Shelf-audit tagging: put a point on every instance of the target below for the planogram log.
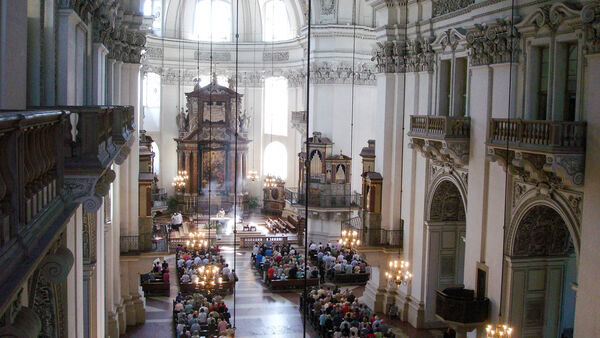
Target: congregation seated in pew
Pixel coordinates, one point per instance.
(335, 313)
(189, 261)
(157, 281)
(337, 264)
(281, 265)
(200, 315)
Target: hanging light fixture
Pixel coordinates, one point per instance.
(498, 331)
(179, 181)
(349, 239)
(252, 175)
(208, 276)
(272, 182)
(398, 272)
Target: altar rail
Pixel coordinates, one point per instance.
(543, 136)
(248, 242)
(440, 127)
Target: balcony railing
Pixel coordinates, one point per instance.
(51, 160)
(354, 222)
(31, 170)
(322, 200)
(459, 305)
(439, 127)
(542, 136)
(136, 244)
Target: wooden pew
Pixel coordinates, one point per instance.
(156, 288)
(286, 284)
(351, 278)
(224, 288)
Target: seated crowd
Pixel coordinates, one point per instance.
(201, 316)
(281, 262)
(188, 262)
(338, 314)
(333, 259)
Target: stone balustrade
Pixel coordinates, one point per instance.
(443, 138)
(551, 152)
(542, 136)
(53, 160)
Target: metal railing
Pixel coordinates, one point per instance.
(354, 222)
(441, 127)
(547, 136)
(136, 244)
(323, 200)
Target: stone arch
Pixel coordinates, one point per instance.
(533, 204)
(541, 232)
(446, 186)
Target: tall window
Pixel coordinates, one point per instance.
(275, 160)
(276, 22)
(276, 106)
(212, 20)
(154, 8)
(151, 101)
(571, 82)
(544, 63)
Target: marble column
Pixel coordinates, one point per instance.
(587, 306)
(99, 53)
(110, 80)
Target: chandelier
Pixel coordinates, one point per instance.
■ ■ ■ ■ ■
**Action item**.
Give exactly the lines from the one with "Target: chandelier" to the end of the entries, nothing before them.

**Task output**.
Target: chandelier
Pixel coordinates, one point per instance.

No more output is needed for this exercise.